• What to work on
Starting with the line that includes "blue striped tie", write out every remaining line of the records below exactly as it appears, leaving out any images.

Items listed in a dataset:
-- Opening Marker --
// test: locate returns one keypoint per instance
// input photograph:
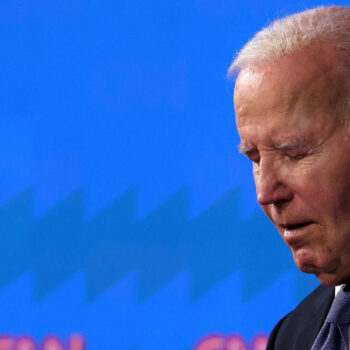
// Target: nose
(272, 185)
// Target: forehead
(297, 91)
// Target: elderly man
(292, 103)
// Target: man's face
(287, 118)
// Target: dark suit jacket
(298, 330)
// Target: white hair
(322, 24)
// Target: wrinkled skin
(287, 119)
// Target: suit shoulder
(299, 328)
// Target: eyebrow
(245, 149)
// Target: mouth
(291, 230)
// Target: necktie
(334, 335)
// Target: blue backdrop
(128, 219)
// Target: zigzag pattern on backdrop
(159, 247)
(166, 320)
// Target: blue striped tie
(334, 335)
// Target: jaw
(329, 272)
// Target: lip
(293, 231)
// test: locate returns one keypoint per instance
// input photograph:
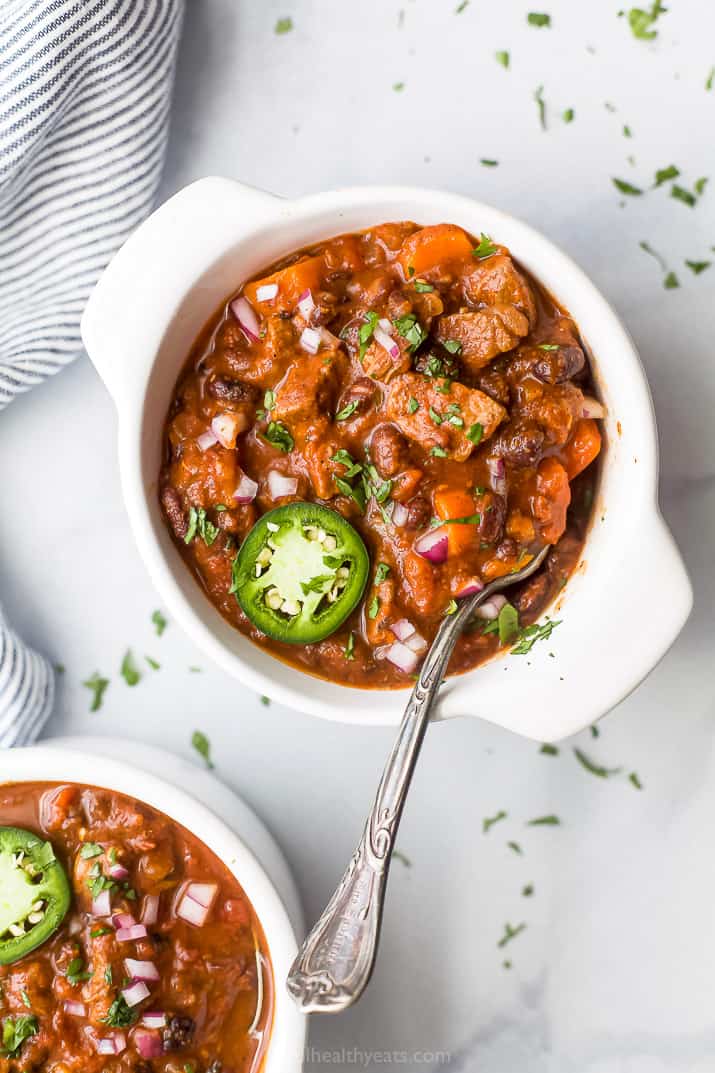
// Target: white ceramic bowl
-- Closing Marker --
• Answer to this exercise
// Target: blue striped tie
(334, 335)
// Target: jaw
(329, 272)
// Target: lip
(293, 231)
// test: locate returns one keypoint per instance
// input photograph:
// Target: white ceramic bowl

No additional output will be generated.